**Text passage:**
▼▼▼

Hybridizing Avalon, VW Anxious To Party With Porsche, And Mitt Doesn't Scare MuskS

This is the Morning Shift, our one-stop daily roundup of all the auto news that's actually important — all in one place at 9:00 AM. Or, you could spend all day waiting for other sites to parcel it out to you one story at a time. Isn't your time more important?


Hybridizing Avalon, VW Anxious To Party With Porsche, And Mitt Doesn't Scare Musk

1st Gear: A Mixed Bag For June Auto Sales?
TrueCar is out ahead of June auto sales with some projections. In a press release, it forecasts that sales for the month will be up 18 percent from June a year ago, but down from May 2012, and it also thinks the seasonally adjusted selling rate (or SAAR to you and me) will be up from last year, and also down from last month. It predicts the SAAR for the first half of the year was the strongest since 2008. But here are a couple of things to think about. Last year, June was pretty awful for the Japanese carmakers, who were crippled by the earthquake and tsunami, so you ought to have a bump in June sales.

And, I'm intrigued by the idea that June this year might not be as strong as last month. At this point in the year, you want a smooth upward trajectory in sales and SAAR until August, which has usually been a blow out month, thanks to end of summer clearance sales. Many of the car companies have been predicting that the second half will be stronger than the first. A mixed bag for June might make them go looking for some new forecasts.


Hybridizing Avalon, VW Anxious To Party With Porsche, And Mitt Doesn't Scare Musk

2nd Gear: The Japanese Buick Gets A Hybrid
Automotive News reports that Toyota will offer a hybrid powertrain on the 2013 Avalon, the big sedan that some of us have always thought of as a Japanese Buick. The newest version of Avalon is set to be in showrooms in November, after disappearing from the market for a big. The first Avalon went on sale in the U.S. in 1994.

With the hybrid, the Avalon will get 40 mpg city, 39 mpg highway, and 40 mpg in combined driving. Toyota showed the new version of the Avalon at the New York auto show in April. The Avalon is built in Georgetown, KY, and this car was designed in Ann Arbor, MI, and Newport Beach, CA, and the engineering work was done in Ann Arbor. It also will be available with a V6.


Hybridizing Avalon, VW Anxious To Party With Porsche, And Mitt Doesn't Scare Musk

3rd Gear: Toyota, BMW May Get Even More Cosy
Jiji Press brings more news about Toyota hybrids, this time involving BMW. It says the two automakers will talk about expanding their partnership on fuel-efficient vehicles. Toyota wants technical support from BMW to reduce vehicles' weight, and is willing to provide BMW with hybrid and fuel cell vehicle technologies, the news service says. In December, the two companies agreed to conduct joint research for a next-generation lithium-ion storage cell, the core technology for gasoline-electric hybrid and electric vehicles, and Toyota's procurement of fuel-efficient diesel engines from BMW. Word of the closer partnership comes as BMW is reexamining its ties with France's Peugeot, which is linking up with Opel.

▲▲▲

**Information given:**
▼▼▼

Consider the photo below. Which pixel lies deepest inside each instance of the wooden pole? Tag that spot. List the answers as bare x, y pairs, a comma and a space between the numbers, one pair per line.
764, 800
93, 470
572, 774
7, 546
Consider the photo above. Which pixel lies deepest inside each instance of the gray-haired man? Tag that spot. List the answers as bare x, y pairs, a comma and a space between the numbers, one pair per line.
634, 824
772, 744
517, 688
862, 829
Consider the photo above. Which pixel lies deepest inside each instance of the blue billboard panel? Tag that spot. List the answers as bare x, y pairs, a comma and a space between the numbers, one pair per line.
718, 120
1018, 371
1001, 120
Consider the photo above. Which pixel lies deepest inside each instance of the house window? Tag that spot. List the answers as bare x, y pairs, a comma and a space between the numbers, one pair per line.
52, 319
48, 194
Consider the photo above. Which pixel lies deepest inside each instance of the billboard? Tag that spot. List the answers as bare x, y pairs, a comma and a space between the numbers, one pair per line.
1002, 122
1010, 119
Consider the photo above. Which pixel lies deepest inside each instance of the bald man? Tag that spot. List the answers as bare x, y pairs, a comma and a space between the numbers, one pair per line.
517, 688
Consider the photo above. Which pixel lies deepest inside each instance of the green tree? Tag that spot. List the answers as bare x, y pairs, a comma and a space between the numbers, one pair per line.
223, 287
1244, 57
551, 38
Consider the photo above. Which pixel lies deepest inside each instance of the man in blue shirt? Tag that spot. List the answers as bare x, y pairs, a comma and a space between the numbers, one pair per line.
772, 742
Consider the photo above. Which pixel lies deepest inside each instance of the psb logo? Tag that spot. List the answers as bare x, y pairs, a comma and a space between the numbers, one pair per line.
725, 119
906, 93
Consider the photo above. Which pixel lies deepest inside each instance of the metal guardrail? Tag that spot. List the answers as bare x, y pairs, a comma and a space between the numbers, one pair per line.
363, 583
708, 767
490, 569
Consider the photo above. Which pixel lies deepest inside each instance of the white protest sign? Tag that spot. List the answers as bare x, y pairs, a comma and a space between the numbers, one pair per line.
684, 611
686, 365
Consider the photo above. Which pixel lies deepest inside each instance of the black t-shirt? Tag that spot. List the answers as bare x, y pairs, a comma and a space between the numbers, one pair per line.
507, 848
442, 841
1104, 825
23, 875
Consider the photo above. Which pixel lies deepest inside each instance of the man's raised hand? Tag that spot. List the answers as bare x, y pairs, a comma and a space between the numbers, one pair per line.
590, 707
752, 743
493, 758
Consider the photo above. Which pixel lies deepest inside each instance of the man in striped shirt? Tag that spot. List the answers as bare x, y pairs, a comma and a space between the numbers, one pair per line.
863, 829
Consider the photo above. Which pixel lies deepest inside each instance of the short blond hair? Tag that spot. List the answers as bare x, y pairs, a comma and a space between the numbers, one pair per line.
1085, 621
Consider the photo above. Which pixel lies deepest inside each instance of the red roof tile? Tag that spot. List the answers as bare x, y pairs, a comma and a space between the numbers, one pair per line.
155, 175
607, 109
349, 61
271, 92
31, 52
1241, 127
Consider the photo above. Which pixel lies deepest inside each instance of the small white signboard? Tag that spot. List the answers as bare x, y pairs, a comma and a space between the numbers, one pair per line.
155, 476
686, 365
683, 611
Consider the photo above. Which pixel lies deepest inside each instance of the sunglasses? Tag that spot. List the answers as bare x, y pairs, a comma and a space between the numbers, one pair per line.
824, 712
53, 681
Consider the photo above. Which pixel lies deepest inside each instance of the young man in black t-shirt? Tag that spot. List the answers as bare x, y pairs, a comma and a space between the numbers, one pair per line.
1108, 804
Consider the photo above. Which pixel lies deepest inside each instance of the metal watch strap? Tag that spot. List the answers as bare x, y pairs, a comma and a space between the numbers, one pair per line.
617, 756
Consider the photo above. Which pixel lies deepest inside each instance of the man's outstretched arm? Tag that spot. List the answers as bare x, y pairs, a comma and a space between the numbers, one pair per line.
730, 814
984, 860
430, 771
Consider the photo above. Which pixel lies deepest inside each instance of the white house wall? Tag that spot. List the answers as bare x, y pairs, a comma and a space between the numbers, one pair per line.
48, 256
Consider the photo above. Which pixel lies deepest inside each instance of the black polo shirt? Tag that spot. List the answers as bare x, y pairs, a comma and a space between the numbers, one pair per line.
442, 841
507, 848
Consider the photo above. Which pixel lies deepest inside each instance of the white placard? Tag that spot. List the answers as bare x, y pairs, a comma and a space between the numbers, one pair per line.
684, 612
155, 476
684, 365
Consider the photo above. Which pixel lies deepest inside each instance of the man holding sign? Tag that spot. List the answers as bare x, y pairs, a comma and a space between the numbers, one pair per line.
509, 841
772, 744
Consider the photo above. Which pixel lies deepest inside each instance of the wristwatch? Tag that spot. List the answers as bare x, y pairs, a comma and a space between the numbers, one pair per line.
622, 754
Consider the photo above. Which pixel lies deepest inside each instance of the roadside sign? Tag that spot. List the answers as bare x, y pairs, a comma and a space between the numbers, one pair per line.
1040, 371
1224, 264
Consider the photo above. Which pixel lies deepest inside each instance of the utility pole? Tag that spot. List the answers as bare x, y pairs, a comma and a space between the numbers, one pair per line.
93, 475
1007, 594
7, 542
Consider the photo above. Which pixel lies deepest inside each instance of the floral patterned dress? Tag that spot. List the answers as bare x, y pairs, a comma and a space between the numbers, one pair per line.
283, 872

▲▲▲

**To be done:** Starting with the words "This is the" and stopping after "June Auto Sales?", copy out that stretch of the auto news roundup above word for word.

**Response below:**
This is the Morning Shift, our one-stop daily roundup of all the auto news that's actually important — all in one place at 9:00 AM. Or, you could spend all day waiting for other sites to parcel it out to you one story at a time. Isn't your time more important?


Hybridizing Avalon, VW Anxious To Party With Porsche, And Mitt Doesn't Scare Musk

1st Gear: A Mixed Bag For June Auto Sales?